■ TASK REQUIREMENTS
Reproduce all of the lines below, requests included, multiplying each x and y coordinate in the answers by 1.5 and rounding to the nearest whole number, with halves rounded up. Leave the numbers in the requests and their format samples unchanged.

* * * * *

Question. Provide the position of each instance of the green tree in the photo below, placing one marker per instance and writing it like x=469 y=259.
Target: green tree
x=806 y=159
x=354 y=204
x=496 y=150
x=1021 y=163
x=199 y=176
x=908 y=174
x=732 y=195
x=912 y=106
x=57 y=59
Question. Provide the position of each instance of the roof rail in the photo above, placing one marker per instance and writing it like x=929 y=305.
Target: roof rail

* * * * *

■ WRITTEN RESPONSE
Question. Provide the position of each instance of the green tree in the photo below, placing one marker per instance and writing it like x=469 y=259.
Target: green tree
x=1209 y=239
x=531 y=306
x=744 y=225
x=1532 y=245
x=299 y=264
x=1362 y=261
x=1098 y=293
x=1368 y=159
x=86 y=89
Question. Provide the position of each instance of the roof rail in the photo above, placing one marker per instance and writing it like x=929 y=305.
Target: roof rail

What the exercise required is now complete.